Exercise prompt:
Continue the interview about the Cyclops performances from the point where it stops.

Extracted text:
- - - - -
CM: As you know, ever since I first saw the films of yours in which Philippe appears, I was impressed by the way in which his body took rhetorical control of the scene: over the decades, he has become a sign of provocation. This act of sorcery likewise depends on the enchantment that you and Enrique Arriaga create, with a sound that evokes an ancestral ritual, in the best tradition of the actions of Hugo Ball and Tristan Tzara. I’m excited by the power of your economy of means, in terms of textural and material richness. In the first video, for example, Adrian Notz recites a text almost inaudibly that, at times, suggests Artaud’s writings on the Tarahumaras, while you and Enrique beat a rhythmic pattern with the microphone on the sculpture on stage, in the first performance, and against a drum, in the second. I hope I’m not reaching when I say that both you and Philippe are punishing the microphone as if it were a phallus. Philippe practically masturbates it with his fingernails as he holds it in his crotch, and you pound it out of shape to the point of flattening it, as if it were the pseudopod of an invertebrate. This is self-destructive music, a rhythm for the end times. Music has played an important role in your career, to the point where one of your most extensive and most successful projects has been the conceptual and commercial development of the Nuevos Ricos record label. Nevertheless, there’s something in the violence contained in Cyclops that seems to represent a point of arrival and a conclusion, perhaps even a cul-de-sac. Talk to me about those cyclopes that seem to invoke blindness and the cunning of none.
- - - - -
Dataset records:
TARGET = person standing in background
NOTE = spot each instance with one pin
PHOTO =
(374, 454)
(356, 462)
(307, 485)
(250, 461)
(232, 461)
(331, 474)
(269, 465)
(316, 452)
- - - - -
Response below:
CA: The cyclops is a colossal tidal force that attracts ships and forces them against the rocks. For this project, the image of the cyclops was inspired by the cover of a live album by Bauhaus, an 80s goth rock band, in which we see the singer holding a cymbal as if it were a mask, so that the hole in the center resembles the eye of a cyclops. This image has haunted me ever since my adolescence, and I have used it in many pieces, such as the commemorative poster for the concert at the Cabaret Voltaire that we exhibited at the MUAC a couple of years ago, which had a smiley face superimposed on the image from the Bauhaus album, suggesting an impossible musical crossover between goth rock and acid house, which represented contemporary yet radically opposed musical and subcultural visions. In this sense, it’s interesting to me that you define Cyclops’ music as being destructive: it is in a literal sense, as it was created by rhythmically beating the microphone. Accidentally touching the microphone is something that musicians avoid, because the blow is amplified and it ends up hurting one’s ears. The idea of creating a ritual in which a band would create music through amplified microphone blows is sadistic, both with the audience as well as with yourself, as you’re playing. As an advertising slogan, I’d write: “Let Cyclops give it to you in the ear.”